**INFORMATION SUPPLIED:**
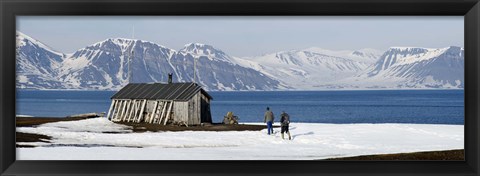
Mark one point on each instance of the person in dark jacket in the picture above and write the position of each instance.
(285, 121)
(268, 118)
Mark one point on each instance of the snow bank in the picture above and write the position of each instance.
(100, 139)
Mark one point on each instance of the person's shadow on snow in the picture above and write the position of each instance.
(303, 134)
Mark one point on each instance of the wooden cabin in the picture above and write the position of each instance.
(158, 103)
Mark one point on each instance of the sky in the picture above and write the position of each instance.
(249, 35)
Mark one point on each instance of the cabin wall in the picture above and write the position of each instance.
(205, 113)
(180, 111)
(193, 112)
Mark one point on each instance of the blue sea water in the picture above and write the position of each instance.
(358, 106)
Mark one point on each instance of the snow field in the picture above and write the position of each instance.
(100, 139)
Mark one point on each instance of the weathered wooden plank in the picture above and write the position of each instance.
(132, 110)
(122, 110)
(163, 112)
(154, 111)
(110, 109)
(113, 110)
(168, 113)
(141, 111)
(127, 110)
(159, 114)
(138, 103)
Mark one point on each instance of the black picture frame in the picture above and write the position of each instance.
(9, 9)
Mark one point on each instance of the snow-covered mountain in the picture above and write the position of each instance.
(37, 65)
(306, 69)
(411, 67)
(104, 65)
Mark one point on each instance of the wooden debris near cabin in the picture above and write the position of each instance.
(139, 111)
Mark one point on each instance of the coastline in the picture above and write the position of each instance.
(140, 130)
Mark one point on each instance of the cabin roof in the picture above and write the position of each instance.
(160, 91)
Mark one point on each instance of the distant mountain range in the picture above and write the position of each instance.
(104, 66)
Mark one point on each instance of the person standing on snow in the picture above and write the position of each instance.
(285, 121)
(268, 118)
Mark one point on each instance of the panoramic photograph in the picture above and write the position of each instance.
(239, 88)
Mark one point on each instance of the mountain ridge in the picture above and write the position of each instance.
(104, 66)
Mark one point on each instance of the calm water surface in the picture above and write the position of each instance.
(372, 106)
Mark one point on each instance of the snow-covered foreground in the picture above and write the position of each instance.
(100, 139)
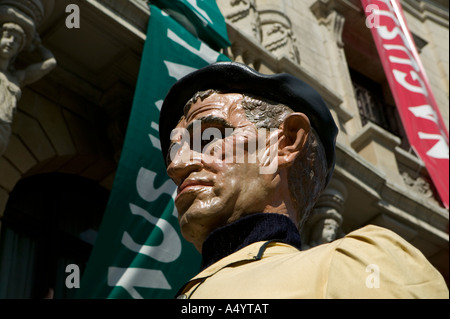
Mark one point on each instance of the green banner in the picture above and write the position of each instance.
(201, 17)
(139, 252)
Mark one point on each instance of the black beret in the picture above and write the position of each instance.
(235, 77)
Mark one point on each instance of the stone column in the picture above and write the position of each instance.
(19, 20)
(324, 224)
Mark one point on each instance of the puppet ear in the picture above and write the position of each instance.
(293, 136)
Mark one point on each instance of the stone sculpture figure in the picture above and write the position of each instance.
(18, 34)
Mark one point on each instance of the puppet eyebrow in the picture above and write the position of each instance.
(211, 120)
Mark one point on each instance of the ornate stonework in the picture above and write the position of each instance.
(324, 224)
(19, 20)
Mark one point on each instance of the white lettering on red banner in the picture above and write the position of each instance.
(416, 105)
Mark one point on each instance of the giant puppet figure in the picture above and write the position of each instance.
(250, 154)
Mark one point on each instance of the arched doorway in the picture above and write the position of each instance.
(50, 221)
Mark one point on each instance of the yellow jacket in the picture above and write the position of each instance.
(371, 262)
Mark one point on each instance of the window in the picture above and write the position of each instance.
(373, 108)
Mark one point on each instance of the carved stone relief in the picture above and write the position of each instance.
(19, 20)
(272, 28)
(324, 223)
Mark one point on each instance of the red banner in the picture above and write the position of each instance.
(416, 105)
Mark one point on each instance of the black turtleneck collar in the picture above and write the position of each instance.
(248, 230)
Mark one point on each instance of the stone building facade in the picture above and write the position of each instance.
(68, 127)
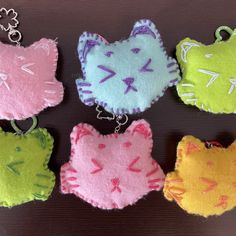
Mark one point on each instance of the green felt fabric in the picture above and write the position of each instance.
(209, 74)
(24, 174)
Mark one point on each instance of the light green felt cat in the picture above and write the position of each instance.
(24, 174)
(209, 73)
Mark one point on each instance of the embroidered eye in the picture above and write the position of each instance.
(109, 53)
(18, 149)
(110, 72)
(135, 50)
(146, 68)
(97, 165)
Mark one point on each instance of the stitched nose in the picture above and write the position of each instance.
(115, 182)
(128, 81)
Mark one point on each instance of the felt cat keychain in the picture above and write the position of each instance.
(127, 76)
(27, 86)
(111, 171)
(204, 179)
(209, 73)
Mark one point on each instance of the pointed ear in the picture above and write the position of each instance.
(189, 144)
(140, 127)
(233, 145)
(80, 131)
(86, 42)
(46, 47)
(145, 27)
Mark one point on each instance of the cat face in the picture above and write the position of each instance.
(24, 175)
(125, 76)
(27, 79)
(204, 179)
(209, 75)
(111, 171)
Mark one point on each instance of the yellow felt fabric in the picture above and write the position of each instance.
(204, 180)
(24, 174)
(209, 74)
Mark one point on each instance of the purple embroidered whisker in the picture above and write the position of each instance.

**STATED TASK:** Present the entries from the line containing "Mark one point on each instance of the yellow felt" through the last line of the entries as a numbered list, with blank lines omitted.

**EXPECTED ANSWER:**
1. Mark one point on each instance of the yellow felt fabric in the picture above and write the position of each instance.
2. (204, 180)
3. (24, 174)
4. (209, 74)
5. Mark one point on each instance of the purple embroidered whisker in the picture above and write the position of each instance.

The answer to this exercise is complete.